[PROVIDED TEXT]
##########

TODAY'S MISCmedia is dedicated to the memory of Wendy Testaburger, Mrs. McCormick, Ms. Crabtree, and Principal Victoria.

AS YOU MAY ALREADY KNOW, I have this thing about San Francisco.

I happen not to think it's The Absolutely Greatest Damn City That Ever Existed On the Face of the Earth.

In fact, I am of the sometimes unpopular opinion that it's an arrogant, pretentious land of egos and attitudes, where real artists and writers are far outnumbered by incessantly self-promoting "counterculture celebrities," many of whom are merely famous-for-being-infamous.

For years, I've pleaded with my fellow Seattleites (particularly those in the restaurant and DJ-music businesses). I've told them they were trying too hard to follow Frisco-set trends, and not trying hard enough to come up with their own thangs.

All this time, I had a personal image of my own town as not "nicer," but as more honest. Seattle, I believed, was a place where real people could create real works.

##########

[DATA SECTION]
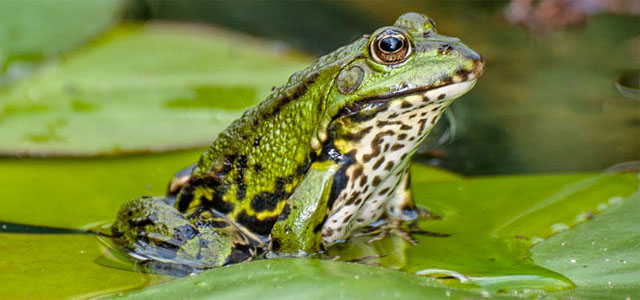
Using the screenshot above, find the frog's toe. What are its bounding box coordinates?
[111,197,205,262]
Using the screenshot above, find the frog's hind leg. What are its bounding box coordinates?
[111,197,244,271]
[386,168,440,223]
[365,168,449,244]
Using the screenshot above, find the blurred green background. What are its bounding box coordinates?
[0,0,640,175]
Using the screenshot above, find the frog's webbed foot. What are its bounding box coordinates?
[416,206,442,220]
[111,197,255,273]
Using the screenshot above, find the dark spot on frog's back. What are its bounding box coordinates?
[278,203,291,221]
[236,210,278,237]
[173,224,198,245]
[224,244,253,265]
[251,192,284,213]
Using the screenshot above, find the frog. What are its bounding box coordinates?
[111,12,485,269]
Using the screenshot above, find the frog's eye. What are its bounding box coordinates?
[369,30,413,65]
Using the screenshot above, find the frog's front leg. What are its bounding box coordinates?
[269,161,340,257]
[111,197,248,269]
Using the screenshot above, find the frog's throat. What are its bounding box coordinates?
[342,79,476,119]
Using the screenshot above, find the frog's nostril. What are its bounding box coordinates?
[438,43,453,55]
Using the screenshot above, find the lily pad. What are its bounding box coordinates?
[0,150,202,228]
[0,0,126,69]
[0,23,309,156]
[531,188,640,299]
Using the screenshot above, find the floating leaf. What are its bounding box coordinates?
[0,0,126,68]
[0,24,308,156]
[531,188,640,299]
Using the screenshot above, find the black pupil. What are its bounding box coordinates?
[380,36,404,52]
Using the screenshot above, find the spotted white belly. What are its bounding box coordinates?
[322,80,476,246]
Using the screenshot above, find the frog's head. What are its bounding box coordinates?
[312,13,484,149]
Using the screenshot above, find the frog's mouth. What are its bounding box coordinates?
[333,78,477,120]
[333,58,484,120]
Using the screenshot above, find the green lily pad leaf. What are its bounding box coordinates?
[0,233,171,299]
[531,188,640,299]
[329,170,639,293]
[0,23,309,156]
[0,150,201,228]
[107,258,507,299]
[0,0,126,70]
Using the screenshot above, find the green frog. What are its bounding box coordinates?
[111,13,484,269]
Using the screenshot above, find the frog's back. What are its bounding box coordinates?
[176,40,364,236]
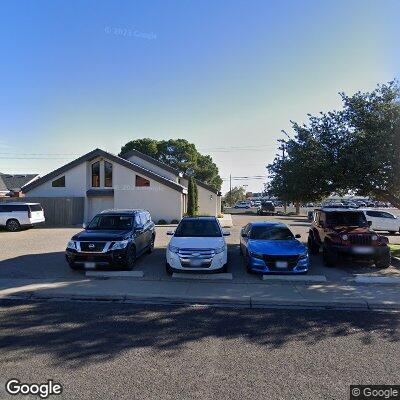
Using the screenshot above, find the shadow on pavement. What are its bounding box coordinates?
[0,300,400,368]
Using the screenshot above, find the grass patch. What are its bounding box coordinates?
[389,244,400,257]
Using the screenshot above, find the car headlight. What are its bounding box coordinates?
[168,245,179,253]
[67,240,76,250]
[111,240,129,250]
[214,245,225,254]
[250,251,263,260]
[299,251,308,260]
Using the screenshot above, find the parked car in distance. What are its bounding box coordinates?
[361,208,400,234]
[234,201,251,208]
[308,208,390,268]
[257,201,275,215]
[0,202,45,232]
[240,222,310,274]
[65,210,156,270]
[166,217,230,274]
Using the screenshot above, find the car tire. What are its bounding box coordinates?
[244,250,253,274]
[147,235,156,254]
[165,261,174,275]
[375,250,392,269]
[322,246,338,267]
[6,219,21,232]
[307,235,319,254]
[125,246,136,271]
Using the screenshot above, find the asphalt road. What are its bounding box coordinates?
[0,214,400,283]
[0,300,400,400]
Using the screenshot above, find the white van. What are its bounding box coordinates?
[0,202,45,232]
[362,208,400,234]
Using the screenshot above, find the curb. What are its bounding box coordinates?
[172,272,233,281]
[0,293,400,311]
[85,271,144,279]
[261,275,327,282]
[354,275,400,285]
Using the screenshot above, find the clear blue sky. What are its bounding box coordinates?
[0,0,400,191]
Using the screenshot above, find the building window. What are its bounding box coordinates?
[51,176,65,187]
[104,161,112,187]
[92,161,100,187]
[135,175,150,187]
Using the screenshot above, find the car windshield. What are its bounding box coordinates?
[326,212,368,227]
[87,215,133,231]
[250,226,294,240]
[174,219,222,237]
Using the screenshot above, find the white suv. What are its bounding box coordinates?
[166,217,230,274]
[0,202,45,232]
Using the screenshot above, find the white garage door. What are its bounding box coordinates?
[88,196,114,221]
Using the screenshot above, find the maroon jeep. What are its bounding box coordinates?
[308,208,390,268]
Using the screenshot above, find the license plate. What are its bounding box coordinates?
[190,259,203,267]
[353,247,373,254]
[275,261,287,268]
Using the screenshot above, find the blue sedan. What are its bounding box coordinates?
[240,222,310,274]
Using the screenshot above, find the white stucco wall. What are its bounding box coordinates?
[26,163,86,197]
[113,164,183,223]
[127,156,178,182]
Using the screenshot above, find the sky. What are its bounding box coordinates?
[0,0,400,192]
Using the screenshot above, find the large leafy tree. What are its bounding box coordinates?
[120,138,222,190]
[336,82,400,208]
[268,82,400,207]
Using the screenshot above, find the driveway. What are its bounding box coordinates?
[0,214,400,283]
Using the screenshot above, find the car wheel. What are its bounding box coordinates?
[165,261,174,275]
[307,235,319,254]
[375,250,391,269]
[244,250,253,274]
[147,235,155,254]
[322,247,337,267]
[6,219,21,232]
[125,246,136,271]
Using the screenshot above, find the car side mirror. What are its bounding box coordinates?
[381,236,389,244]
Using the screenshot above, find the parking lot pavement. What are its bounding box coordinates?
[0,214,400,284]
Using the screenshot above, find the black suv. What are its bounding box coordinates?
[65,210,156,270]
[308,208,390,268]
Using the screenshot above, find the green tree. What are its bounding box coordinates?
[336,81,400,208]
[268,82,400,207]
[119,138,222,190]
[224,186,246,206]
[187,176,199,217]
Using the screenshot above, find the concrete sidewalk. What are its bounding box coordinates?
[0,278,400,310]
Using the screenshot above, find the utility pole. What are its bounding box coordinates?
[278,139,287,214]
[229,174,232,206]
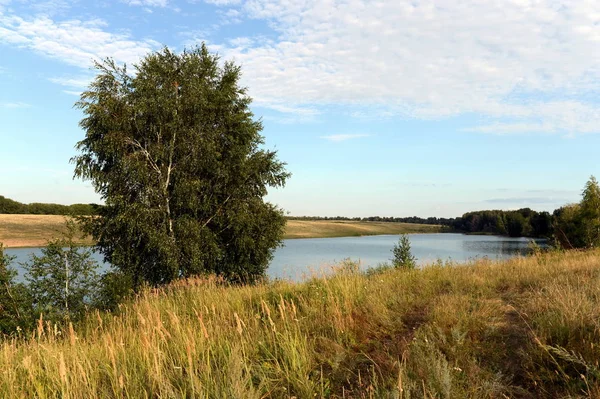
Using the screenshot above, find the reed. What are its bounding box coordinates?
[0,251,600,398]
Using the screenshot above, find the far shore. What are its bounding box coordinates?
[0,214,442,248]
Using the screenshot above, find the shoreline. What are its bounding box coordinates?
[0,214,444,248]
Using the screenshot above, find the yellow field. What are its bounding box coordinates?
[0,214,92,248]
[0,214,440,248]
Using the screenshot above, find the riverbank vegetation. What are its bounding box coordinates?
[0,251,600,398]
[0,195,100,215]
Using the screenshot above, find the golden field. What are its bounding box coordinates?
[0,214,441,248]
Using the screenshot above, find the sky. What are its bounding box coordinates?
[0,0,600,217]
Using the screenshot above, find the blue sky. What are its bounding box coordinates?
[0,0,600,217]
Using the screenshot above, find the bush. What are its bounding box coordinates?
[392,234,417,269]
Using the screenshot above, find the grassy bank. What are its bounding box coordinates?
[0,252,600,398]
[285,220,441,238]
[0,214,441,248]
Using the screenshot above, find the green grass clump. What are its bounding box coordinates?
[0,251,600,398]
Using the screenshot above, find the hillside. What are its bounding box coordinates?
[0,214,441,248]
[0,251,600,398]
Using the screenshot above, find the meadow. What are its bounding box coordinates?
[0,214,441,248]
[0,251,600,398]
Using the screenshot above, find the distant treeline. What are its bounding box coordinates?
[450,208,553,237]
[287,216,455,226]
[288,208,553,237]
[0,195,101,215]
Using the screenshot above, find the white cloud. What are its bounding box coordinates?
[204,0,241,6]
[211,0,600,134]
[0,14,159,68]
[123,0,169,7]
[319,134,370,143]
[49,76,93,89]
[0,101,31,108]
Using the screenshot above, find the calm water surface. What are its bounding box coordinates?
[6,233,542,280]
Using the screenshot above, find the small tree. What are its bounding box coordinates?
[580,176,600,248]
[392,234,417,269]
[0,243,32,335]
[23,220,98,321]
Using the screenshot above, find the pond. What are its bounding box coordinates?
[6,233,544,281]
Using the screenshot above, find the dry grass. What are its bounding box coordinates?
[0,214,92,248]
[0,252,600,398]
[0,214,441,248]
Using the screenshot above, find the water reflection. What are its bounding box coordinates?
[7,233,544,281]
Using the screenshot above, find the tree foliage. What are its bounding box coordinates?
[392,234,417,269]
[23,220,99,321]
[452,208,552,237]
[0,243,32,336]
[74,45,289,287]
[553,176,600,248]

##########

[EXERCISE SET]
A. In the text about San Francisco, which of the writer's fellow Seattleites were singled out in the pleading?
B. Rewrite the paragraph of the text about San Francisco that begins "For years, I've pleaded" in a shorter form, keeping its main facts.

[FULL SOLUTIONS]
A. Those in the restaurant and DJ-music businesses.

B. For years, the writer has urged fellow Seattleites, especially restaurant and DJ-music people, to stop copying trends set by San Francisco and to develop their own ideas instead.